** begin **
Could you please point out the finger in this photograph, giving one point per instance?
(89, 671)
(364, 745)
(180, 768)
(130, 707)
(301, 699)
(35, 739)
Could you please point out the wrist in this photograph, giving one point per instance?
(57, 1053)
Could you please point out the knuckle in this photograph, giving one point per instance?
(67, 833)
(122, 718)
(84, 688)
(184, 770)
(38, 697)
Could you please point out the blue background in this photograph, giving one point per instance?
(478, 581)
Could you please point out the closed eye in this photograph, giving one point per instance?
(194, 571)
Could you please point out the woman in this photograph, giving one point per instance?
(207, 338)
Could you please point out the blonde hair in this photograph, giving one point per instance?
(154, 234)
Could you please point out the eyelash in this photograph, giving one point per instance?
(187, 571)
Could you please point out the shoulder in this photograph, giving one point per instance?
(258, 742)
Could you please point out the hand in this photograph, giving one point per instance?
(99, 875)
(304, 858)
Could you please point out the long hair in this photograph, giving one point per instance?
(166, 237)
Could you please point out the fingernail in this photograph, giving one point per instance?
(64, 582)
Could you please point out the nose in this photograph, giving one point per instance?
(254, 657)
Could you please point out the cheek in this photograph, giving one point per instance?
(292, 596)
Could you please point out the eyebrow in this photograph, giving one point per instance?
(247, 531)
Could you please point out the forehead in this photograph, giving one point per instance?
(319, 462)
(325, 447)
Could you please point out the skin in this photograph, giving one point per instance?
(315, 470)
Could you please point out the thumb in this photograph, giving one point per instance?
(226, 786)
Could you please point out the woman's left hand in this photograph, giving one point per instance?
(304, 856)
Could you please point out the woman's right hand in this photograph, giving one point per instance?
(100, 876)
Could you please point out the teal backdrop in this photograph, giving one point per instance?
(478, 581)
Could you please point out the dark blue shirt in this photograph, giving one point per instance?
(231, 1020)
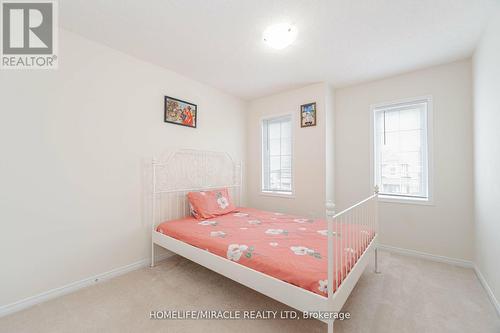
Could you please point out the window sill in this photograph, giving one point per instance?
(407, 201)
(278, 194)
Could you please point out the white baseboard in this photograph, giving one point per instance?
(424, 255)
(74, 286)
(488, 290)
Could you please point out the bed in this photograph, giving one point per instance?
(309, 264)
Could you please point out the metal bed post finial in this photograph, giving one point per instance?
(330, 209)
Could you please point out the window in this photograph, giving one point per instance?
(401, 162)
(277, 155)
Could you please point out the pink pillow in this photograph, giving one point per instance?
(208, 204)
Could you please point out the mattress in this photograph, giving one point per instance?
(290, 248)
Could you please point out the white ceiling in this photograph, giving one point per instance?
(219, 42)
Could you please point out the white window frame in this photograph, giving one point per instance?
(428, 144)
(291, 194)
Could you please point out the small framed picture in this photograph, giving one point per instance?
(180, 112)
(308, 115)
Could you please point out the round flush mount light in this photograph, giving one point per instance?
(279, 36)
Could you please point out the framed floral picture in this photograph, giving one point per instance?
(180, 112)
(308, 115)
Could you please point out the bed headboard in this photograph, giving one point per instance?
(190, 170)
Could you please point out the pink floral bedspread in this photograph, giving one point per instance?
(289, 248)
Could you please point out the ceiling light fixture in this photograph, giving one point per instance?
(279, 36)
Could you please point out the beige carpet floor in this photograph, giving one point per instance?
(411, 295)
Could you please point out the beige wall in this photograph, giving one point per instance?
(309, 151)
(73, 144)
(487, 154)
(446, 227)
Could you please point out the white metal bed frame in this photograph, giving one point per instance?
(192, 170)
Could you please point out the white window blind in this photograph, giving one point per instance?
(401, 150)
(277, 155)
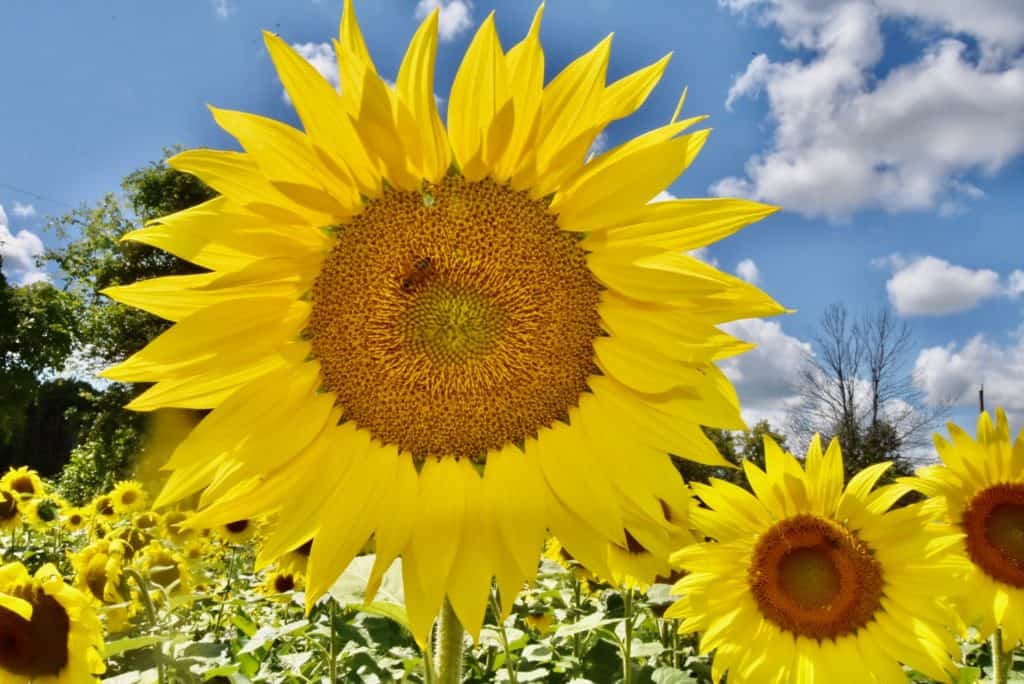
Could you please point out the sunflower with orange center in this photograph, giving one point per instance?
(980, 484)
(451, 337)
(807, 582)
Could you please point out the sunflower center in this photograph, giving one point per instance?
(993, 522)
(284, 583)
(38, 647)
(23, 485)
(813, 578)
(455, 321)
(8, 506)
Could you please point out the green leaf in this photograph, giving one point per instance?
(131, 643)
(671, 676)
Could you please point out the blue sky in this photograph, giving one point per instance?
(889, 130)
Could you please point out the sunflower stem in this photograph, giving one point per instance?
(449, 648)
(151, 613)
(496, 607)
(1000, 659)
(628, 640)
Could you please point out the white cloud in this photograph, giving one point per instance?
(748, 270)
(954, 373)
(324, 59)
(845, 140)
(1015, 288)
(19, 251)
(23, 210)
(223, 8)
(455, 18)
(765, 377)
(930, 286)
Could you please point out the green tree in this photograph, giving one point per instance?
(90, 258)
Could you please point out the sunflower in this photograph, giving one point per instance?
(472, 318)
(98, 569)
(279, 582)
(166, 568)
(236, 531)
(75, 518)
(24, 481)
(10, 509)
(808, 582)
(295, 561)
(128, 497)
(980, 485)
(41, 512)
(50, 634)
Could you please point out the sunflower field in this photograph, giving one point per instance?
(443, 374)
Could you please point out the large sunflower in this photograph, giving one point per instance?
(808, 582)
(450, 339)
(49, 632)
(980, 485)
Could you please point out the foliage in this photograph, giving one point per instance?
(735, 446)
(857, 388)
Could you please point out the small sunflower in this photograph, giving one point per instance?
(10, 509)
(807, 582)
(103, 509)
(128, 497)
(49, 633)
(98, 569)
(474, 316)
(174, 529)
(279, 582)
(237, 531)
(76, 518)
(24, 481)
(980, 485)
(166, 568)
(42, 512)
(295, 561)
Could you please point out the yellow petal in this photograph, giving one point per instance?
(230, 333)
(323, 114)
(610, 191)
(478, 92)
(416, 88)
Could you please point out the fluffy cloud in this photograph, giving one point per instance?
(19, 251)
(23, 210)
(953, 373)
(845, 140)
(324, 59)
(748, 270)
(455, 18)
(929, 286)
(765, 376)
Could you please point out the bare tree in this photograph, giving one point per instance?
(858, 387)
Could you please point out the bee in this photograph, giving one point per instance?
(421, 271)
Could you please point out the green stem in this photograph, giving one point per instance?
(628, 641)
(332, 665)
(227, 592)
(450, 646)
(151, 613)
(509, 668)
(577, 612)
(1000, 659)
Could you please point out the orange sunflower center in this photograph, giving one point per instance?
(993, 522)
(37, 647)
(814, 578)
(455, 321)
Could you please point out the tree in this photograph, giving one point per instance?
(90, 259)
(735, 446)
(858, 389)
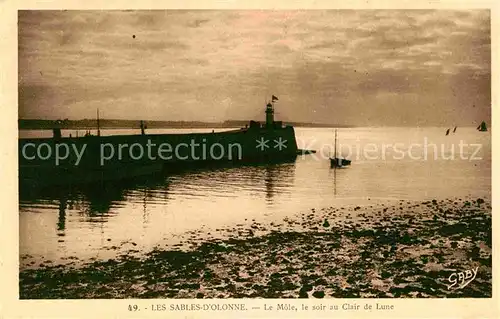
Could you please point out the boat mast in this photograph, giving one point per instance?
(335, 149)
(98, 128)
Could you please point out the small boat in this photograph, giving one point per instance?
(482, 127)
(337, 161)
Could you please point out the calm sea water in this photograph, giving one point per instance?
(388, 164)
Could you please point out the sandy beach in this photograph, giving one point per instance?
(406, 249)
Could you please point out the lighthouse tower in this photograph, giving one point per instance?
(269, 115)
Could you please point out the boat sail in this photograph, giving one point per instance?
(482, 127)
(337, 161)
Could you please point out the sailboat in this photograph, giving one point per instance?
(337, 161)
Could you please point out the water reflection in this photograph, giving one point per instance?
(100, 202)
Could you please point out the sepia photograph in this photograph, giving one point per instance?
(254, 154)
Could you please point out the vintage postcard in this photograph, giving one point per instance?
(250, 160)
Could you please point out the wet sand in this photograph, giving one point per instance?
(406, 249)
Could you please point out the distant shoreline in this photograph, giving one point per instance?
(37, 124)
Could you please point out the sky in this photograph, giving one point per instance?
(348, 67)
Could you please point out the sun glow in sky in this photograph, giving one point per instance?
(358, 67)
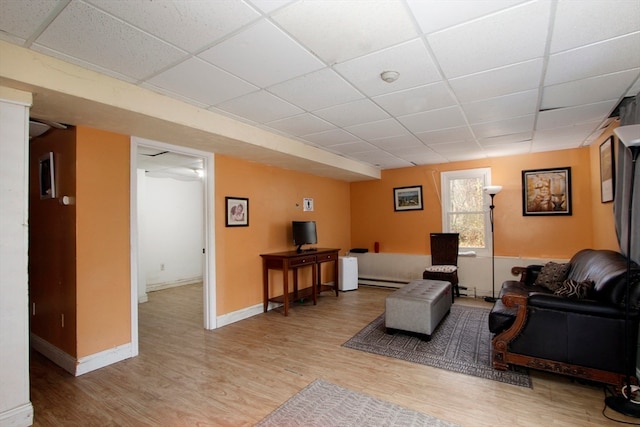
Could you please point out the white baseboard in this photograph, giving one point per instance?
(103, 358)
(84, 364)
(22, 416)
** end **
* **PROBLEM**
From the line containing "Could you please point out the orange" down to the final line of the listing above, write out only those lines exactly as they are, minus the pictures.

* **TASK SOLUTION**
Could you please point out the orange sunflower center in this photograph, giving one point per instance?
(993, 522)
(37, 647)
(814, 578)
(455, 321)
Could you please point out the tree in this photograph, giving one point per instance?
(90, 259)
(735, 446)
(858, 389)
Could you please point out the boat mast in this photograph, giving one point per instance?
(335, 149)
(98, 128)
Could you please point out the small boat in this photograph, giving one point per instance?
(482, 127)
(337, 161)
Could you please point out the calm sea water in this photograph, giving one point per instance?
(388, 164)
Could you please point out the sandy beach in this photograph, giving one point per instance?
(406, 249)
Could you please point out the lighthouse tower in this photograph, giving one point per instance?
(269, 115)
Could you please point out the boat sail in this photograph, giving one point per instance?
(482, 127)
(337, 161)
Could you please point out the sailboat in this photograph, giving one point per instance?
(337, 161)
Could you please point out the water reflection in this photograph, giving one point per instance?
(100, 202)
Could you please point out the sepia photograph in this photograph, giving one point per instance?
(254, 154)
Could you please point out the vintage postcard in this photograph, giving one point per instance?
(250, 160)
Could you please point out the wet sand in this photograph, giving one point per instance?
(406, 249)
Could you please point out the distant shoreline in this photograph, giving one point per instance?
(37, 124)
Could you please point out the sky in this photograph, giving one point per instance?
(348, 67)
Could you please point out the sun glow in sky in this photograph, giving one point per instance?
(358, 67)
Could you please point out the white baseboard in this photograph, giving one point per instance?
(103, 358)
(84, 364)
(22, 416)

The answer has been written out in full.